[[ Text excerpt open ]]

I am currently taking a course named ‘Extreme Physiology’ and so far, it is certainly everything it has claimed to be! One of our early practicals studied a phenomenon termed the “Diving Response” – one physiological tool that many animals, including humans, automatically call upon to get out of difficult situations involving cold, water and with no opportunities to breath.  Scroll down to explore the Diving Reflex and some of its added benefits!

Diving mammals and birds possess many physiological adaptations that aid their survival in hostile hypoxic environments, including an ability to take larger breaths, an ability to store more oxygen in their blood and muscles (increased blood volume and myoglobin) and an ability to slow the consumption of oxygen by their bodies (reduced metabolic rate) (1).

[[ Text excerpt closed ]]
[[ Source material open ]]

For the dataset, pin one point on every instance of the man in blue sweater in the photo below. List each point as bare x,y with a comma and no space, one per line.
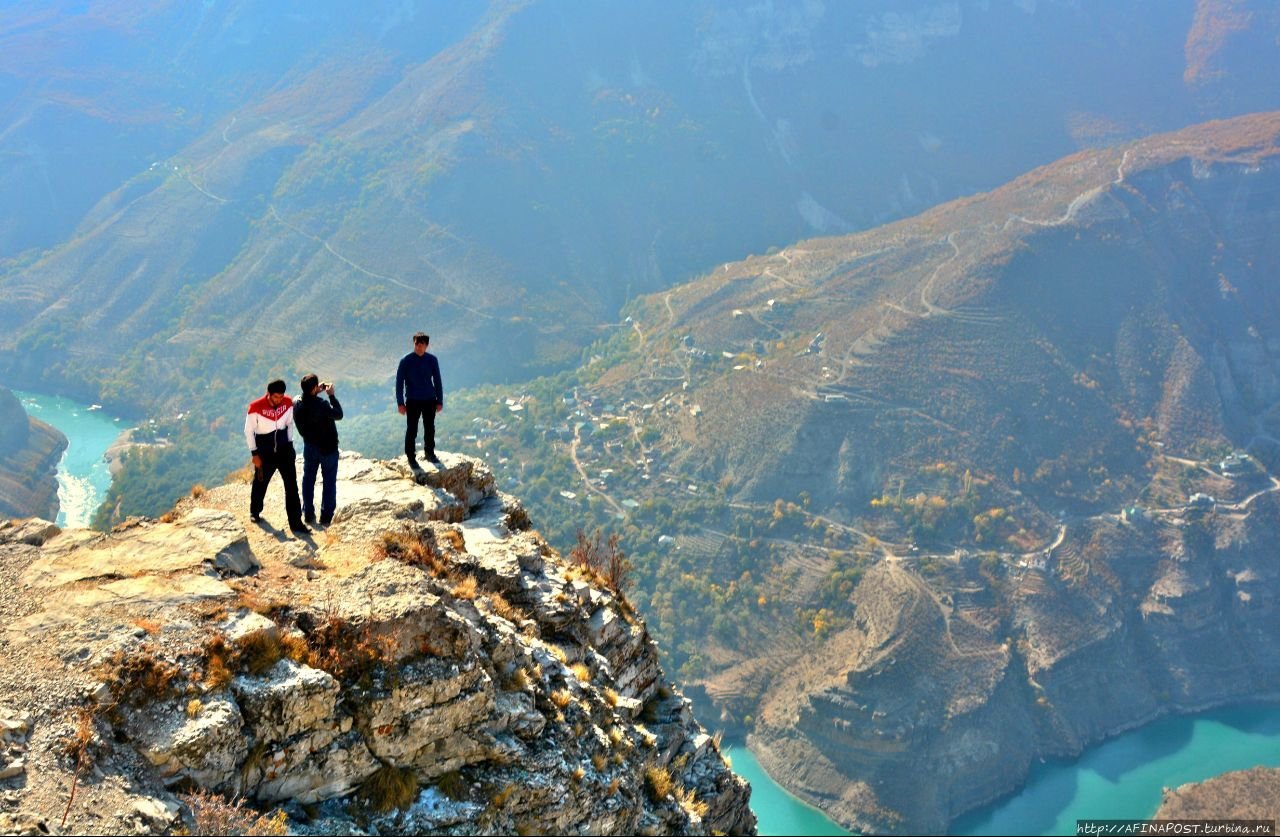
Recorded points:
419,393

[[ Source material closed ]]

**Task brief**
Please return the diving response passage from "I am currently" to "metabolic rate) (1).", copied word for word.

**Solution to the problem**
I am currently taking a course named ‘Extreme Physiology’ and so far, it is certainly everything it has claimed to be! One of our early practicals studied a phenomenon termed the “Diving Response” – one physiological tool that many animals, including humans, automatically call upon to get out of difficult situations involving cold, water and with no opportunities to breath.  Scroll down to explore the Diving Reflex and some of its added benefits!

Diving mammals and birds possess many physiological adaptations that aid their survival in hostile hypoxic environments, including an ability to take larger breaths, an ability to store more oxygen in their blood and muscles (increased blood volume and myoglobin) and an ability to slow the consumption of oxygen by their bodies (reduced metabolic rate) (1).